**The exercise:** Find each line in the material below that contains the word "banner", and copy those lines out in full.

** start of Given information **

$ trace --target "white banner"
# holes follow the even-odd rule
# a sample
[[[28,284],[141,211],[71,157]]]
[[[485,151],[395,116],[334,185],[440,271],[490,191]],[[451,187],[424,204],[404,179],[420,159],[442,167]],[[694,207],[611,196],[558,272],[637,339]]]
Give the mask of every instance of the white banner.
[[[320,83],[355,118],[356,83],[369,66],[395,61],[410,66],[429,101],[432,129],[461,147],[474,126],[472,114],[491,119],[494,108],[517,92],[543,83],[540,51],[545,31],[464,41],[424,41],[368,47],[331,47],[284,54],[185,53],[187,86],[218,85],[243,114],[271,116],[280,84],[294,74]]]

** end of Given information **
** start of Given information **

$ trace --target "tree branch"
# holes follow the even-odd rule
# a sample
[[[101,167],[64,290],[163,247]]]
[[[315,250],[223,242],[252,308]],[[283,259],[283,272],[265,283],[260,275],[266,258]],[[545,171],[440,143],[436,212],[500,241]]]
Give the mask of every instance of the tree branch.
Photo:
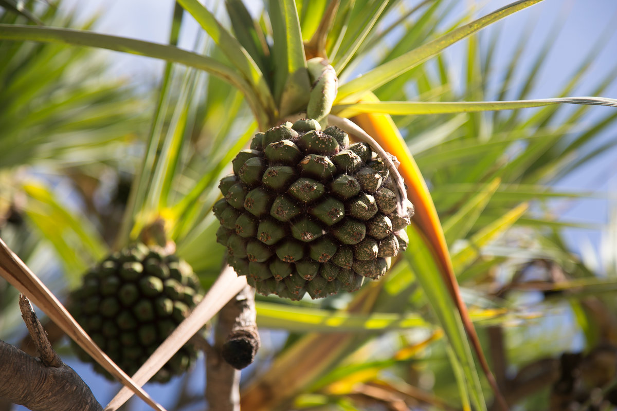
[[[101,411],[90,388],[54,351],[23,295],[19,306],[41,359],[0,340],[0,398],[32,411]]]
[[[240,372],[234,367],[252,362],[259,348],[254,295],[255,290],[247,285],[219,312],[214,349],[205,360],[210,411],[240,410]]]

** end of Given information **

**In response:**
$ trace --target "white banner"
Give the mask of every instance of the white banner.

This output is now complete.